* [WORK REQUIRED] Which lines of the records contain the word "hair"? Copy each one.

LISTED RECORDS START

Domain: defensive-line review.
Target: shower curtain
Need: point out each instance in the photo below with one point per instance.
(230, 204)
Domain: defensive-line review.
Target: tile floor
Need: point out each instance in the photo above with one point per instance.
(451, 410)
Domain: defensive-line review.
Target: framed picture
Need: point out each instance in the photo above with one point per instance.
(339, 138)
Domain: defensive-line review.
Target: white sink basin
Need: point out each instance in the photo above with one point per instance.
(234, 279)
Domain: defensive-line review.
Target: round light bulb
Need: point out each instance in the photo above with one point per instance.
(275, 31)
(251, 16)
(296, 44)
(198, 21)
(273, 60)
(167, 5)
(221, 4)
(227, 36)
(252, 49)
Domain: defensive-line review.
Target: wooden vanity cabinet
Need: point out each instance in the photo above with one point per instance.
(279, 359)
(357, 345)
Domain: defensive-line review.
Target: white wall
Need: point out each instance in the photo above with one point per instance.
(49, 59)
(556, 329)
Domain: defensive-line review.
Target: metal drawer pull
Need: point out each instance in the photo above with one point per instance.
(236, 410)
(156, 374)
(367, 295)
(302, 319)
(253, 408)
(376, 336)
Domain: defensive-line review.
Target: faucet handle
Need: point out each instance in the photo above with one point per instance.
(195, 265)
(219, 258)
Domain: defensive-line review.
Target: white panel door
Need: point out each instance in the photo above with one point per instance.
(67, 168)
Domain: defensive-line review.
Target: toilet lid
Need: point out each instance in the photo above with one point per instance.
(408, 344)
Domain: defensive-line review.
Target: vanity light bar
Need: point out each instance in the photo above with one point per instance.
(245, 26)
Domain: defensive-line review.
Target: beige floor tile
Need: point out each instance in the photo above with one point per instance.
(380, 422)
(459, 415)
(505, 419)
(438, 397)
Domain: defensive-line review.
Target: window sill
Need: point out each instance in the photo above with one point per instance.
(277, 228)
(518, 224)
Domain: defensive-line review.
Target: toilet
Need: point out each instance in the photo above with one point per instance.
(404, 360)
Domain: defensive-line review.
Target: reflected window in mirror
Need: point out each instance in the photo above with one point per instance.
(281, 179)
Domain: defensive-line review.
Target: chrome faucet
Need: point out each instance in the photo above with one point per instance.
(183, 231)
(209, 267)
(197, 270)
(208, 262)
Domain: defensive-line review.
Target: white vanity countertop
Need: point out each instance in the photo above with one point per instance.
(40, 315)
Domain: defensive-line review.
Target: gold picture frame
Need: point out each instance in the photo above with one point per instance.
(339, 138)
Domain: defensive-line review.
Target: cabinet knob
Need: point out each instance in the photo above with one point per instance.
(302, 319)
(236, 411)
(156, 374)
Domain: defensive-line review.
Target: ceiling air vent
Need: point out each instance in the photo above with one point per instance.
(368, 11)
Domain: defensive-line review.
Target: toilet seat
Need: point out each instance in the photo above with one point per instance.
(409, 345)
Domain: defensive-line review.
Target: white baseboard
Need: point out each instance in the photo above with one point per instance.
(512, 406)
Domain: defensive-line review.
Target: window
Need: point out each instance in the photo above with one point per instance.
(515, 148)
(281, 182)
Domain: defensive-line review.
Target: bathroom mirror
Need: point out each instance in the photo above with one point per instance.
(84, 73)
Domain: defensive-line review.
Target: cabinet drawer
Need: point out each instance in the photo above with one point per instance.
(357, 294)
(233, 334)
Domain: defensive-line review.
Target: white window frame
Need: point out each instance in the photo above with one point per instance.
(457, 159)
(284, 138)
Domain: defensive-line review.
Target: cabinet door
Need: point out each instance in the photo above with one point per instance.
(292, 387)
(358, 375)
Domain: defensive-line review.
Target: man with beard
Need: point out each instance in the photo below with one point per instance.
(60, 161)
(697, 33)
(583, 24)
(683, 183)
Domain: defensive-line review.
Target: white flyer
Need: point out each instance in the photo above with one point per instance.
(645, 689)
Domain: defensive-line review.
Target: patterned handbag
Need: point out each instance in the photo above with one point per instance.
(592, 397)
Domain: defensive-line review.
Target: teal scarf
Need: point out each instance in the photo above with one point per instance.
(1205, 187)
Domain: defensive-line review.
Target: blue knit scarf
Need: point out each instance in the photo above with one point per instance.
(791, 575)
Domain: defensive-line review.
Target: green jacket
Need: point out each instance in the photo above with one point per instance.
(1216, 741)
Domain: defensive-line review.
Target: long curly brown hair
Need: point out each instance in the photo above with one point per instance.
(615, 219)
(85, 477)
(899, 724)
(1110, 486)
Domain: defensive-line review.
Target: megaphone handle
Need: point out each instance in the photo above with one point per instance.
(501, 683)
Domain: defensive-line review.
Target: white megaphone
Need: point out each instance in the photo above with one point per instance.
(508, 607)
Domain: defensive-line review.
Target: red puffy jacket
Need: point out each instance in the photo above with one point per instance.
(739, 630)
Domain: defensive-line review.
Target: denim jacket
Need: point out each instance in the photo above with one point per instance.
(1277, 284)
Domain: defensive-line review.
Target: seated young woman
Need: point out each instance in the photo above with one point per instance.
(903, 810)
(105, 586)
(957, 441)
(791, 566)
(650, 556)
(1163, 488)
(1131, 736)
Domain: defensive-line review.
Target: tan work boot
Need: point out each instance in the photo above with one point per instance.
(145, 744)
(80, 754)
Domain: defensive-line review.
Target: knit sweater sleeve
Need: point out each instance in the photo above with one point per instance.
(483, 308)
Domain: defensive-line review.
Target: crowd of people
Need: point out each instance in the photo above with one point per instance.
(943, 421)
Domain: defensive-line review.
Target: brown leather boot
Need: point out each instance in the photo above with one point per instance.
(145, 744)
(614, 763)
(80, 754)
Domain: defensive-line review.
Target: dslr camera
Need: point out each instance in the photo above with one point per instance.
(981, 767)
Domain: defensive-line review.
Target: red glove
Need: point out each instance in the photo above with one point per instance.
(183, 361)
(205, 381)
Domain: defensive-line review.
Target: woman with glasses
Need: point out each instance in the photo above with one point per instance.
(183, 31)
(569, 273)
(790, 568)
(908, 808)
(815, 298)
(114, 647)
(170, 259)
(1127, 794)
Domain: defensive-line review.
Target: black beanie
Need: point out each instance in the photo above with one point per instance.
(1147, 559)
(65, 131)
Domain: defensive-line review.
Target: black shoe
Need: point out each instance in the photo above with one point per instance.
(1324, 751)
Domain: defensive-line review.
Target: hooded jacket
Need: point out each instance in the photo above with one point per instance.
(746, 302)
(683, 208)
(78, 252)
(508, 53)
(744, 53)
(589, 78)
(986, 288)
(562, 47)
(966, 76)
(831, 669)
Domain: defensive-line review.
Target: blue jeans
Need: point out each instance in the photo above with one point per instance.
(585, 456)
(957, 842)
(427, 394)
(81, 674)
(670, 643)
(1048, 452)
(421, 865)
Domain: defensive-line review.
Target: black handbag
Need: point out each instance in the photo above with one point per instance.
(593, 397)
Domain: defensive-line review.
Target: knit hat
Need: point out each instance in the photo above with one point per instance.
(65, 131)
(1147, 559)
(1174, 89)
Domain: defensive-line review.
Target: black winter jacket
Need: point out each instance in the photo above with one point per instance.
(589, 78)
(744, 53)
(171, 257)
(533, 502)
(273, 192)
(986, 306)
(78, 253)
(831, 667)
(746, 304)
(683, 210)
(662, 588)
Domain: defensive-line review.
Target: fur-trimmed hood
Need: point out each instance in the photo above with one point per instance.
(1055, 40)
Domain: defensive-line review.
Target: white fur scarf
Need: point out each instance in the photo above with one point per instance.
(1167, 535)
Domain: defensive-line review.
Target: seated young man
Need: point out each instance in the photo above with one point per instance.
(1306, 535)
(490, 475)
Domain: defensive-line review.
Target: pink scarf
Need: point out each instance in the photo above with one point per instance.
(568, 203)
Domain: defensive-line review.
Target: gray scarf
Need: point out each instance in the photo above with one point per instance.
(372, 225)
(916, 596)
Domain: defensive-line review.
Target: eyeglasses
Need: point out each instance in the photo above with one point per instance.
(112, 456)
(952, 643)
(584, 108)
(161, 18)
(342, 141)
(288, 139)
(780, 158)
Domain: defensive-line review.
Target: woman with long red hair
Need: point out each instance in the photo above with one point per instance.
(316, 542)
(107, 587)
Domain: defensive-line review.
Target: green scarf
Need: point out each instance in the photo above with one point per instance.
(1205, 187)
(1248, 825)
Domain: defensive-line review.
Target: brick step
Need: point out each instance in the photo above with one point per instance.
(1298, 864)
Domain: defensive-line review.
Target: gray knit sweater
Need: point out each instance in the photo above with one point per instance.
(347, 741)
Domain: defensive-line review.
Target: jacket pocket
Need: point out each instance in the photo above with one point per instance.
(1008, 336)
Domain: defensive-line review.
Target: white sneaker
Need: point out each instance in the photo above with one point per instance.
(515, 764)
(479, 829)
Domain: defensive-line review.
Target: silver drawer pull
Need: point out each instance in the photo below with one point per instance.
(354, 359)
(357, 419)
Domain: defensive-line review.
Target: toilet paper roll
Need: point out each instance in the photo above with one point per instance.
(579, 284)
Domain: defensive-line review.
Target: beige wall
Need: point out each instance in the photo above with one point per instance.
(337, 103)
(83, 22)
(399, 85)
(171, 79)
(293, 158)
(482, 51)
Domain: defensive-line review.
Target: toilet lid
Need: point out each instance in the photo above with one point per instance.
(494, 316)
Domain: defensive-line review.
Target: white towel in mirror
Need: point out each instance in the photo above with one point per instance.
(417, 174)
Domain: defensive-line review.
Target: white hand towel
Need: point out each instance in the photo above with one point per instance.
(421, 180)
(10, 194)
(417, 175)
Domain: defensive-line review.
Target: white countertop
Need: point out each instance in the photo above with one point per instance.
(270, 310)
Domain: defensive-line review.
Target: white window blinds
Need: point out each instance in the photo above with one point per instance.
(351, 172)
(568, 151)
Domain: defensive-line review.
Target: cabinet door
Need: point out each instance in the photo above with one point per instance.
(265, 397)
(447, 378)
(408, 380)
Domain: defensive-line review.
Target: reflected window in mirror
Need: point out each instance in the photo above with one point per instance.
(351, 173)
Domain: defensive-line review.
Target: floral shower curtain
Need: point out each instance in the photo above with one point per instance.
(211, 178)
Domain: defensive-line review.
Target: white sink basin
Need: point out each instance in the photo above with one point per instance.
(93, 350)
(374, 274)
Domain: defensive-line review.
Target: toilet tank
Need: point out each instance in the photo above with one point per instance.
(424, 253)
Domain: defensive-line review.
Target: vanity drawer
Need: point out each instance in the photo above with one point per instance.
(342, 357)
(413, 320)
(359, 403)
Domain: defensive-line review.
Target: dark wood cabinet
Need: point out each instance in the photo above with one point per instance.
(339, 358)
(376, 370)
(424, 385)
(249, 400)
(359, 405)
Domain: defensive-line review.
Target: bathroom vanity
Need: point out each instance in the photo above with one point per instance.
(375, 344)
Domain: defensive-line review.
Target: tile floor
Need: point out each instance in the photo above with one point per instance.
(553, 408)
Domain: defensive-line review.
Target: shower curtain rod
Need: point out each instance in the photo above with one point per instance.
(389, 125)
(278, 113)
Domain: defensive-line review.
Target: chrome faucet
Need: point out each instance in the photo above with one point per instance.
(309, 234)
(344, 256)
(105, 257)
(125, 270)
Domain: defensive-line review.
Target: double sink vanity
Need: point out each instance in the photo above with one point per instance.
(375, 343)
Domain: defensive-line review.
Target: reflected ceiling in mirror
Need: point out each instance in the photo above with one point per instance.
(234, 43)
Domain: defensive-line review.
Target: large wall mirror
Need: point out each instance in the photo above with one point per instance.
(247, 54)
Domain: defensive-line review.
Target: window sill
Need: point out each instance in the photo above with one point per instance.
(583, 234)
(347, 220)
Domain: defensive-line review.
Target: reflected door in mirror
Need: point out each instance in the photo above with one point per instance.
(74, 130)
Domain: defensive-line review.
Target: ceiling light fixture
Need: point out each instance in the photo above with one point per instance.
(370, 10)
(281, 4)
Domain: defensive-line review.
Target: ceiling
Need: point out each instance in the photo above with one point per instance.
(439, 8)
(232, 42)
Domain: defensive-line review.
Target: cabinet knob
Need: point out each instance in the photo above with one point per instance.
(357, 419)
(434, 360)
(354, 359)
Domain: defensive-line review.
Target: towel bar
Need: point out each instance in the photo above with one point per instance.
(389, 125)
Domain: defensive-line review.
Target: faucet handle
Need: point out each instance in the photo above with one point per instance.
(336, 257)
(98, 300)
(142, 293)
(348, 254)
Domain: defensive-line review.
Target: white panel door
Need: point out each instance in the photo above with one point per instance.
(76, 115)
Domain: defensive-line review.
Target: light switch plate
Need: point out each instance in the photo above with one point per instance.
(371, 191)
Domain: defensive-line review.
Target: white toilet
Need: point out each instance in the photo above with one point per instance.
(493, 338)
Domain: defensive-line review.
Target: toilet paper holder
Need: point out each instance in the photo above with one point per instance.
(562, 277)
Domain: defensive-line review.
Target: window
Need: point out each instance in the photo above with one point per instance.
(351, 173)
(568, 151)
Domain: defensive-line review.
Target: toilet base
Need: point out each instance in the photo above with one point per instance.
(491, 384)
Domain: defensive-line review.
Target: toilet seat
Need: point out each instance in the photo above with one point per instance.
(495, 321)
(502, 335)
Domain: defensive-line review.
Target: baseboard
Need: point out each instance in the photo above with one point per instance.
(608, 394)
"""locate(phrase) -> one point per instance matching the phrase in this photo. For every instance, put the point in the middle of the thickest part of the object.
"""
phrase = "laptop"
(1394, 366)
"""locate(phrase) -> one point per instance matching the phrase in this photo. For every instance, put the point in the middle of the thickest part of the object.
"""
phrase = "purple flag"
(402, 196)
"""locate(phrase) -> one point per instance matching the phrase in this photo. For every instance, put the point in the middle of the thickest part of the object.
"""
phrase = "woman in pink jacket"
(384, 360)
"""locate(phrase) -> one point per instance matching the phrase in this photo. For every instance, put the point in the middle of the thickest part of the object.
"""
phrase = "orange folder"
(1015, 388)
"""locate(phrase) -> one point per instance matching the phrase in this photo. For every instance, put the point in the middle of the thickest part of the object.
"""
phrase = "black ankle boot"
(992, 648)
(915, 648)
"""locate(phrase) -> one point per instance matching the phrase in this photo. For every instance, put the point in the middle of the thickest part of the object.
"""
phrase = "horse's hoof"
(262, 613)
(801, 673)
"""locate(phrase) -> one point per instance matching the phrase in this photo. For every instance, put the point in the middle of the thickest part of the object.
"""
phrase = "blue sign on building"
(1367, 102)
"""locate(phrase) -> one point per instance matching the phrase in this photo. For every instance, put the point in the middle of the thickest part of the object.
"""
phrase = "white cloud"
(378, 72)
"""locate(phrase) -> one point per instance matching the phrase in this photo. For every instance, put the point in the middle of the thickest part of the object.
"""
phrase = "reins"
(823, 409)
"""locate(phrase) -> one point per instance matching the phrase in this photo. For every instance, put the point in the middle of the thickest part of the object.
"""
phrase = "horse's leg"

LISTED RECORDS END

* [SOLUTION]
Target: long curly brown hair
Target: woman with long red hair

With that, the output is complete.